Go through the data below and copy each line where the word "rock" occurs.
----------------------------------------
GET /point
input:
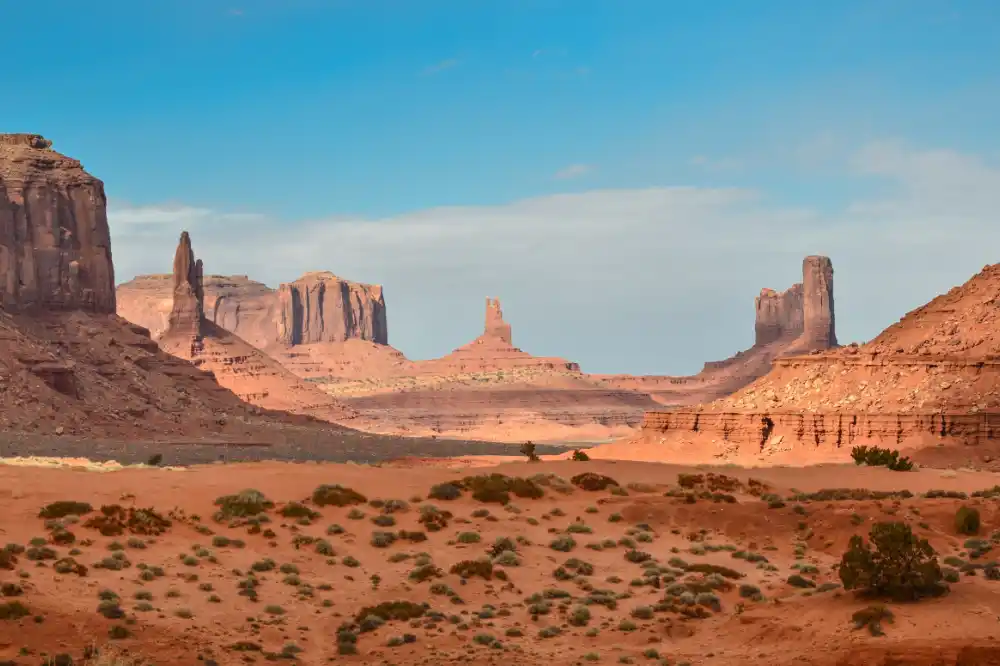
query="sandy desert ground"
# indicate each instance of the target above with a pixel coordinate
(717, 572)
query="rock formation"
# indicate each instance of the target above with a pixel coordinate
(242, 368)
(318, 307)
(819, 323)
(779, 315)
(495, 325)
(55, 245)
(931, 379)
(187, 314)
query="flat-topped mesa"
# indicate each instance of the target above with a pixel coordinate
(321, 307)
(819, 322)
(495, 326)
(55, 244)
(188, 312)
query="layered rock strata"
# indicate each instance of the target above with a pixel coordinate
(931, 380)
(317, 308)
(55, 246)
(247, 371)
(70, 367)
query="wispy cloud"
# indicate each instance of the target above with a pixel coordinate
(717, 164)
(573, 171)
(437, 68)
(680, 262)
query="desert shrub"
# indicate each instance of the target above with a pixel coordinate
(298, 510)
(388, 611)
(528, 451)
(896, 564)
(564, 543)
(383, 539)
(874, 456)
(579, 616)
(592, 481)
(472, 568)
(336, 495)
(243, 504)
(872, 618)
(64, 508)
(967, 520)
(424, 572)
(445, 491)
(796, 580)
(497, 488)
(13, 610)
(705, 568)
----------------------------------------
**Your response**.
query="rock formation"
query="layered rock strata"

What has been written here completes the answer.